▶ TEXTE À ANALYSER
════════════════════
Comment Claude raisonne : dans la boîte noire d’un modèle de langage

Les modèles de langage comme Claude, développé par Anthropic, fascinent autant qu'ils interrogent. À mesure qu'ils deviennent plus puissants, comprendre comment ils fonctionnent en interne devient un enjeu technique majeur pour la fiabilité, la supervision et la gouvernance de ces systèmes.

C'est justement l'objet de deux nouvelles études publiées par Anthropic, qui tentent de répondre à cette question simple en apparence : que se passe-t-il dans la "tête" d'une IA lorsqu'on lui pose une question ?

Des boîtes noires très performantes

À la base, les grands modèles de langage sont des modèles probabilistes : ils ne suivent pas des règles écrites ligne par ligne, mais apprennent à prédire la suite la plus probable d’une séquence de mots en se basant sur des milliards d’exemples.

Leur comportement émerge de milliers de couches de neurones artificiels et de millions, voire milliards de paramètres ajustés automatiquement pendant l’entraînement. Résultat : on obtient un système très performant… mais dont l’architecture et les décisions restent largement opaques, même pour ses propres créateurs.

Pourquoi ?

  1. Les modèles ne sont pas explicitement programmés pour résoudre des tâches.
    Ils apprennent par l’exemple, sans que les développeurs définissent clairement les étapes logiques à suivre. C’est comme si on formait un expert en lui montrant des millions de cas, sans lui expliquer les règles.

  2. Les paramètres du modèle sont trop nombreux pour être interprétés individuellement.
    On parle souvent de 7, 70, voire 175 milliards de paramètres. Chaque paramètre influence les autres — leur interaction crée un comportement global, mais il est quasiment impossible de dire : "ce neurone fait ceci, celui-là fait cela".

  3. Le raisonnement est distribué dans tout le réseau, et non centralisé.
    Il n’y a pas une seule "boîte" qui gère la logique, une autre pour le langage, etc. Tout est intriqué.

  4. Le comportement peut varier selon le contexte, car le modèle ajuste sa réponse à chaque nouvelle séquence de mots, en fonction des probabilités calculées. Il ne "sait" pas vraiment ce qu’il va dire ensuite — il choisit ce qui est le plus probable, mot après mot.
════════════════════
Reprenez le texte sur les modèles de langage après sa dernière phrase et écrivez la suite. Les items n'ont aucun lien avec le texte sur les modèles de langage.
════════════════════
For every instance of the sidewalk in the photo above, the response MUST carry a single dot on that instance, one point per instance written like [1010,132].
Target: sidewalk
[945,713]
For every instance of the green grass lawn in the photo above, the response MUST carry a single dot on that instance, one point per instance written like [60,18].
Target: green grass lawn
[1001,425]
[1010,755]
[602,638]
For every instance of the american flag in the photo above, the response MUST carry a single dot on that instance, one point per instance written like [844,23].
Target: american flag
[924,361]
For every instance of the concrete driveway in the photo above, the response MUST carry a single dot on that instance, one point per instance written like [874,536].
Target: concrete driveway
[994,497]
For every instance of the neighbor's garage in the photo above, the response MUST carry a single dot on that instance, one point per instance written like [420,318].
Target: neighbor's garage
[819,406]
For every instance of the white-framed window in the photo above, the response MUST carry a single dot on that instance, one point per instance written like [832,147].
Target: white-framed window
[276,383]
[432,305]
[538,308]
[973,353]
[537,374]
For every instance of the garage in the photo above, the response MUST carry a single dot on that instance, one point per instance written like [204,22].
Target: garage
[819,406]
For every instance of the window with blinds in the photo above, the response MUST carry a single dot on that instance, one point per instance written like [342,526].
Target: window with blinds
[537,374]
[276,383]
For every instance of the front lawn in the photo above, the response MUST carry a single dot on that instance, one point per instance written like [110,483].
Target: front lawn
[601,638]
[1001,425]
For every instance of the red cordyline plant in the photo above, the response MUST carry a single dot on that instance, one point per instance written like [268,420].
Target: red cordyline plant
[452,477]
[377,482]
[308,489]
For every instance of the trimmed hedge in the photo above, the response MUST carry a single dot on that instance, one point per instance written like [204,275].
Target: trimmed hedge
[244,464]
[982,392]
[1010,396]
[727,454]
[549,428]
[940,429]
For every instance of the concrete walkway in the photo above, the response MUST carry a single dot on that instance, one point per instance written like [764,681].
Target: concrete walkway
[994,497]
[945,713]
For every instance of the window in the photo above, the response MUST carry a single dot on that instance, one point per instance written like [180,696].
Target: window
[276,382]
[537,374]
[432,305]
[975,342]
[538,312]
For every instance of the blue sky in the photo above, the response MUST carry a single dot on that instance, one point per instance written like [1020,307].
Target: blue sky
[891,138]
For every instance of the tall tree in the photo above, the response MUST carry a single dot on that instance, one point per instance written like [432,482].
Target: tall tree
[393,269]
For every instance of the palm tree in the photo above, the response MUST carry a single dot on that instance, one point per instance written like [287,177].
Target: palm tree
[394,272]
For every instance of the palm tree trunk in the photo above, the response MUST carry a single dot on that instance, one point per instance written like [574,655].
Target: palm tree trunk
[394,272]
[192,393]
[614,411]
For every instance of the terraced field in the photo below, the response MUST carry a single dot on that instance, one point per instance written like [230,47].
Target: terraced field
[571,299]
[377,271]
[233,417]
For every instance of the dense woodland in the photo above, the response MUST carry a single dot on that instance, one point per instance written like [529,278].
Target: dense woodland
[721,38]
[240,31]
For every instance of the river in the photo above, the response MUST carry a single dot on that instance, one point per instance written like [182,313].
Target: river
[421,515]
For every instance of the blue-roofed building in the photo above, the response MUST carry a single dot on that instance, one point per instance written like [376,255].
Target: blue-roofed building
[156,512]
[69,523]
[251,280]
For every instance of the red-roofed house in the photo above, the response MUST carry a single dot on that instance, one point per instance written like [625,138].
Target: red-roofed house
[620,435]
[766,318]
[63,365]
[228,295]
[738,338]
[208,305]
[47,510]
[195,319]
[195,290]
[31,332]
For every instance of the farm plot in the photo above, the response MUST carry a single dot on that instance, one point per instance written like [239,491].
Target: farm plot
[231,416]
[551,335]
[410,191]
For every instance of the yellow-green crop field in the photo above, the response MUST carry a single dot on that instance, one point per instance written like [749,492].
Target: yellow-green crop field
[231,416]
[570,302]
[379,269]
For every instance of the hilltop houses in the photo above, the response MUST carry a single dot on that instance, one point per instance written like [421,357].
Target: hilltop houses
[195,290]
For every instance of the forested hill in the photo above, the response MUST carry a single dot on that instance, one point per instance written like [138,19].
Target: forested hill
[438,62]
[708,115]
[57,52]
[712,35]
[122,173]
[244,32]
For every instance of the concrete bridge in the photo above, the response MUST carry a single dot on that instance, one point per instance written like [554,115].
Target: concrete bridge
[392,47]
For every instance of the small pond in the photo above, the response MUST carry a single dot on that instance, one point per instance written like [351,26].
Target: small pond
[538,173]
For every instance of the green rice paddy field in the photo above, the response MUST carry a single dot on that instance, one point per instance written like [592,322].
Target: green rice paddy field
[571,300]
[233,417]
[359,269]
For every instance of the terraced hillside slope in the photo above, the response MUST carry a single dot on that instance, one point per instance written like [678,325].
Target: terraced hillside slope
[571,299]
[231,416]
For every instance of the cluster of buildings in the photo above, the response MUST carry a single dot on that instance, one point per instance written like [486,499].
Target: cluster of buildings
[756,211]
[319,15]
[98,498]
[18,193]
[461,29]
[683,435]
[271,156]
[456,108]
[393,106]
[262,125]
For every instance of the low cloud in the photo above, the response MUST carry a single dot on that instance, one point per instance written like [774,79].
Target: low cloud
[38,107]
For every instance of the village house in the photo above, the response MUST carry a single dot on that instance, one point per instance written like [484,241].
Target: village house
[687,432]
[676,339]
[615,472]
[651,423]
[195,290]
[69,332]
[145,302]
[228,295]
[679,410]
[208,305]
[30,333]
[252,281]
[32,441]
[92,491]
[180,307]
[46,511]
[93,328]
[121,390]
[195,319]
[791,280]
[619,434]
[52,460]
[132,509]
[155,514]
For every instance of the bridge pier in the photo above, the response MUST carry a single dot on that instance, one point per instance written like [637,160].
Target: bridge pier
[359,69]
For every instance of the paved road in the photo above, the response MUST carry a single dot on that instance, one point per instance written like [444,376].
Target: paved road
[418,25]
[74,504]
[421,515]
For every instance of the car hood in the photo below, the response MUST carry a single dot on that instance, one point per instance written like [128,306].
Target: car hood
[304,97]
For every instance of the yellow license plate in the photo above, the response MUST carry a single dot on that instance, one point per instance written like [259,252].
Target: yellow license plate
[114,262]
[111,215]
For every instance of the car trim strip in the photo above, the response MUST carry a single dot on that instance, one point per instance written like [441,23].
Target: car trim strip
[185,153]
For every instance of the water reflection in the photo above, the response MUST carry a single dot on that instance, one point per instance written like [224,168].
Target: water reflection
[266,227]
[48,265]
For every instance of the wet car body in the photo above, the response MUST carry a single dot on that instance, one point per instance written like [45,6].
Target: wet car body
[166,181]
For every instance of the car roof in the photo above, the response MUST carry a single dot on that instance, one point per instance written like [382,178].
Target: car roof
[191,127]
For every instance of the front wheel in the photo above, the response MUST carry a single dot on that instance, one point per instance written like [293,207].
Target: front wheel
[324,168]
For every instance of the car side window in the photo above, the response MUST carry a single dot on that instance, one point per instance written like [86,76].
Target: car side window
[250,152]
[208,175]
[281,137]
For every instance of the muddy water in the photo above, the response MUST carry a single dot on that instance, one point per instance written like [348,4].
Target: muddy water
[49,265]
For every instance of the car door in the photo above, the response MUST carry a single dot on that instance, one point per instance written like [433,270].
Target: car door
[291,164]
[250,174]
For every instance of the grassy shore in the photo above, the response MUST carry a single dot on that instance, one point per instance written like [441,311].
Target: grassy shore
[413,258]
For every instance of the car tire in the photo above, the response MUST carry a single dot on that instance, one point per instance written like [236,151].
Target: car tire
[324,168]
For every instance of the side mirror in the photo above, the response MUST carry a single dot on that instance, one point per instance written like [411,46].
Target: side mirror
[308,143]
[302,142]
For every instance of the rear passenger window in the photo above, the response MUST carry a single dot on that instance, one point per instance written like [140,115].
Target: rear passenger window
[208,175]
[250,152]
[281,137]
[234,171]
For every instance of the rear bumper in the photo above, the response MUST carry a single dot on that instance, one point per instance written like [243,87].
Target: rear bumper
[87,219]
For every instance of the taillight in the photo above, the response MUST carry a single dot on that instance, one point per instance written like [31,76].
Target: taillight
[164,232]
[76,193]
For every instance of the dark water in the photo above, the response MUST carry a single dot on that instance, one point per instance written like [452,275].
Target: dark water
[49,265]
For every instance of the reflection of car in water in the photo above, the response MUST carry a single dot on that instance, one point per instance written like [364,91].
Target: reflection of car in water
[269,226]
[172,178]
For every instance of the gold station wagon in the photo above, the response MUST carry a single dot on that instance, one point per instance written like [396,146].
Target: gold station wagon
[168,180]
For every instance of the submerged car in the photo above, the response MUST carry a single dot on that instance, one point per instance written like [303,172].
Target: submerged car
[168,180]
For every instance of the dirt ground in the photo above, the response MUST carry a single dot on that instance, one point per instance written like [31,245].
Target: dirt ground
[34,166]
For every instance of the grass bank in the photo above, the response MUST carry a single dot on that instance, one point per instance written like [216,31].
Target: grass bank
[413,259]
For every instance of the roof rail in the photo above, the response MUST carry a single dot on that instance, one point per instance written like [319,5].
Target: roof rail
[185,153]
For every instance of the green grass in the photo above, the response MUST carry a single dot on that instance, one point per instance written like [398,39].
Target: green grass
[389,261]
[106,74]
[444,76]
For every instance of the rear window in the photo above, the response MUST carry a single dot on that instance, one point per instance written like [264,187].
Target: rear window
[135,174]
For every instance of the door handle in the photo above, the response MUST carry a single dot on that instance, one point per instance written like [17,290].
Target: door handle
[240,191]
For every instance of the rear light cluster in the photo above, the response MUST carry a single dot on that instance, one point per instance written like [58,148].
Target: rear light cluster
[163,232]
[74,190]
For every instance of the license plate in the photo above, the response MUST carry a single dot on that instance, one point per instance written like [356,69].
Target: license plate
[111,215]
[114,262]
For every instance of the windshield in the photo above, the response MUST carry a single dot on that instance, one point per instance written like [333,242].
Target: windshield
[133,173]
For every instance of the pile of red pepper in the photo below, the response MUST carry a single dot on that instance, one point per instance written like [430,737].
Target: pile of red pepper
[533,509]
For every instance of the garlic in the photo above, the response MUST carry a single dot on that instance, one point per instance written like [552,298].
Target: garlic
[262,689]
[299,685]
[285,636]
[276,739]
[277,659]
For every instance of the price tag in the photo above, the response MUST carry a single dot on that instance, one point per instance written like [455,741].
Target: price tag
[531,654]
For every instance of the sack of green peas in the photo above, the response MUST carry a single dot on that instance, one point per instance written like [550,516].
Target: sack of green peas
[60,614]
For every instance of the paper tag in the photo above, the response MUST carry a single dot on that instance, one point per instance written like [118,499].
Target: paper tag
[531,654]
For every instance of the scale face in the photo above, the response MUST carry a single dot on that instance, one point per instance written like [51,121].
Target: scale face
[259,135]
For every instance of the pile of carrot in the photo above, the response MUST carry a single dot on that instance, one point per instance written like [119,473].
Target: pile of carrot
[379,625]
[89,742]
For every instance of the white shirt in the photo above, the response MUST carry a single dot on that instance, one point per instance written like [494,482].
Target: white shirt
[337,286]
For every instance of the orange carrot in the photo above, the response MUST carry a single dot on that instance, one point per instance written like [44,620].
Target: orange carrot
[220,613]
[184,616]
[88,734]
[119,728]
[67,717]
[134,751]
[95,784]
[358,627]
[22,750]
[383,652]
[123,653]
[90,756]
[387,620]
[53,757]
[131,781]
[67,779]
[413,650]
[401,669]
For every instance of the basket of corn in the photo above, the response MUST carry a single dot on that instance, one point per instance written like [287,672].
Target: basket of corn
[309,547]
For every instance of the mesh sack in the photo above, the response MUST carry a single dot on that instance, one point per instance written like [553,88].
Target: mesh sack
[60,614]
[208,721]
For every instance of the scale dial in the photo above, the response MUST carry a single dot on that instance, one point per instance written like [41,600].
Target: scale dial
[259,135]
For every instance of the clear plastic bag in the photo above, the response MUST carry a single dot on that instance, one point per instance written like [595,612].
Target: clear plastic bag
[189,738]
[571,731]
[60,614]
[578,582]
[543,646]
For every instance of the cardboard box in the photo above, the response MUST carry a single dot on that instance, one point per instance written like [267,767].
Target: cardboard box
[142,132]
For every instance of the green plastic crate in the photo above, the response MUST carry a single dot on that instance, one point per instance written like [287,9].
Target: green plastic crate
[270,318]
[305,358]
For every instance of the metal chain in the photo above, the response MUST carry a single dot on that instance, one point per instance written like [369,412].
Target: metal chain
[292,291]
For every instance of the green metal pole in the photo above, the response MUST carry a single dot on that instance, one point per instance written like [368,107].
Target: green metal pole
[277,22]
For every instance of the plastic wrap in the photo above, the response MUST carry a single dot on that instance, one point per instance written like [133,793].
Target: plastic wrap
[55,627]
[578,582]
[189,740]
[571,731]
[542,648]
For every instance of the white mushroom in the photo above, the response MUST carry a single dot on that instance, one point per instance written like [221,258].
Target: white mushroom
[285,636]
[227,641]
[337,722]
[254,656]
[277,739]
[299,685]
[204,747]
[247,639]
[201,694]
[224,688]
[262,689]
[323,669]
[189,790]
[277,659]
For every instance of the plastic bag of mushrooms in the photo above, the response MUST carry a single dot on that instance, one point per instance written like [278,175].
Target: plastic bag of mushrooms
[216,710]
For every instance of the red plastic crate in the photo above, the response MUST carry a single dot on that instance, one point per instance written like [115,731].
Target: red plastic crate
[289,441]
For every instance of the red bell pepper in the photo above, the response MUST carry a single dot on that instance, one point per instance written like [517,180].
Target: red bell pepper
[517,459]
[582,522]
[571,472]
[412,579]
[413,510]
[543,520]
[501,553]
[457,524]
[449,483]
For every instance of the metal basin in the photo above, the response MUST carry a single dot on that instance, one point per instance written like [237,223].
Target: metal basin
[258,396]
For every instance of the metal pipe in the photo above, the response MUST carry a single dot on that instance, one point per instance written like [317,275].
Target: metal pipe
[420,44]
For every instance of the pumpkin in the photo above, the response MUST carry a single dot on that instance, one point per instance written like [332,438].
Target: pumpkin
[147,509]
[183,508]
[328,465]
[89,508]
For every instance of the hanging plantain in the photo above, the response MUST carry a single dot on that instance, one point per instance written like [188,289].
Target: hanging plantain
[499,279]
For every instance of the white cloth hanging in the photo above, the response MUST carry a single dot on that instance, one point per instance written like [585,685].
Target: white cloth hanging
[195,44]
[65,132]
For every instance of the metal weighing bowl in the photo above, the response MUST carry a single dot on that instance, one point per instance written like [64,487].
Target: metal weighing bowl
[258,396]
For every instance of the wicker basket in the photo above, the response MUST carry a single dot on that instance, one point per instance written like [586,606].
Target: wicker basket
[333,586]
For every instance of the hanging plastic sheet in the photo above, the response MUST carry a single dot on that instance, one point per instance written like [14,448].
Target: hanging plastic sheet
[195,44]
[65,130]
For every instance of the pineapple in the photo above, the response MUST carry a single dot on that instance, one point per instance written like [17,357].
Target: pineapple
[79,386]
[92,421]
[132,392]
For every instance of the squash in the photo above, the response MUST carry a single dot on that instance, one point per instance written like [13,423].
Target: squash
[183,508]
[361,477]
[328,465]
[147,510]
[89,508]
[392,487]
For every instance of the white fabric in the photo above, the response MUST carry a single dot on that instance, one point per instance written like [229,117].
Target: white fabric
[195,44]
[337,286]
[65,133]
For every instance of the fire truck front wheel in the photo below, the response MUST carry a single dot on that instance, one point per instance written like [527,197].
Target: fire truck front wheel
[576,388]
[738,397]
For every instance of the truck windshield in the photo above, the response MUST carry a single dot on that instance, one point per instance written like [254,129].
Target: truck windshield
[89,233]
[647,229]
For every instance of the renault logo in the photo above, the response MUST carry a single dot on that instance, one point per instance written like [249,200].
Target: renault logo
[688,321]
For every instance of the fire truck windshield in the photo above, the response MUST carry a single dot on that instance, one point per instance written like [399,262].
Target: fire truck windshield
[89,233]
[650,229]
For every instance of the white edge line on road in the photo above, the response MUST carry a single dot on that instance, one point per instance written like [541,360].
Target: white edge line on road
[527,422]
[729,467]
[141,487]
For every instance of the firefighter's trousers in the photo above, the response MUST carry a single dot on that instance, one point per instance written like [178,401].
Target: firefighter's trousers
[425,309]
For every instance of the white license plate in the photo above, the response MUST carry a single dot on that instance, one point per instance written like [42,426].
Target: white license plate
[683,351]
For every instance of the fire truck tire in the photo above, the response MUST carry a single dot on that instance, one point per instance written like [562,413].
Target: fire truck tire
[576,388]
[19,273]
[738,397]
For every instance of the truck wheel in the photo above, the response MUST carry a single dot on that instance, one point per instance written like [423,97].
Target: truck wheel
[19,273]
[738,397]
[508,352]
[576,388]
════════════════════
▶ VOTRE RÉPONSE
Le microscope d'Anthropic : une première cartographie

Pour tenter de mieux comprendre ces processus internes, les équipes de recherche d’Anthropic ont conçu un outil qu’ils appellent un "microscope IA". Il permet de rendre visibles certains "circuits" internes du modèle, c’est-à-dire des chaînes de traitements qui transforment un mot d’entrée en un mot de sortie.

Ils ont ainsi analysé le fonctionnement de Claude 3.5 Haiku sur plusieurs tâches clés, comme le raisonnement multilingue ou la création poétique.

Parmi les découvertes notables :

  • Claude semble utiliser une sorte de "langue de la pensée" partagée entre plusieurs langues (anglais, français, chinois), avec des structures conceptuelles communes.

  • Lorsqu’il écrit un poème, il planifie à l’avance plusieurs mots, identifie des rimes possibles, puis construit la phrase pour y parvenir.

  • Il dispose aussi d'un mécanisme de prudence : par défaut, Claude évite de "spéculer" à moins d’avoir une forte confiance dans sa réponse. Cela aide à limiter les "hallucinations".

Pourquoi c’est important

Comprendre ce qui se passe "sous le capot" de ces modèles devient un enjeu essentiel pour la transparence, la supervision algorithmique et la réduction des risques systémiques. Non seulement pour améliorer leur performance, mais surtout pour garantir leur fiabilité, leur sécurité, et s’assurer qu’ils se comportent comme prévu.

Plus ces systèmes seront présents dans nos vies, plus il faudra pouvoir les auditer. Ces travaux vont dans le bon sens : ils ne rendent pas l’IA transparente d’un coup de baguette magique, mais ils nous aident à commencer à la comprendre pour de vrai.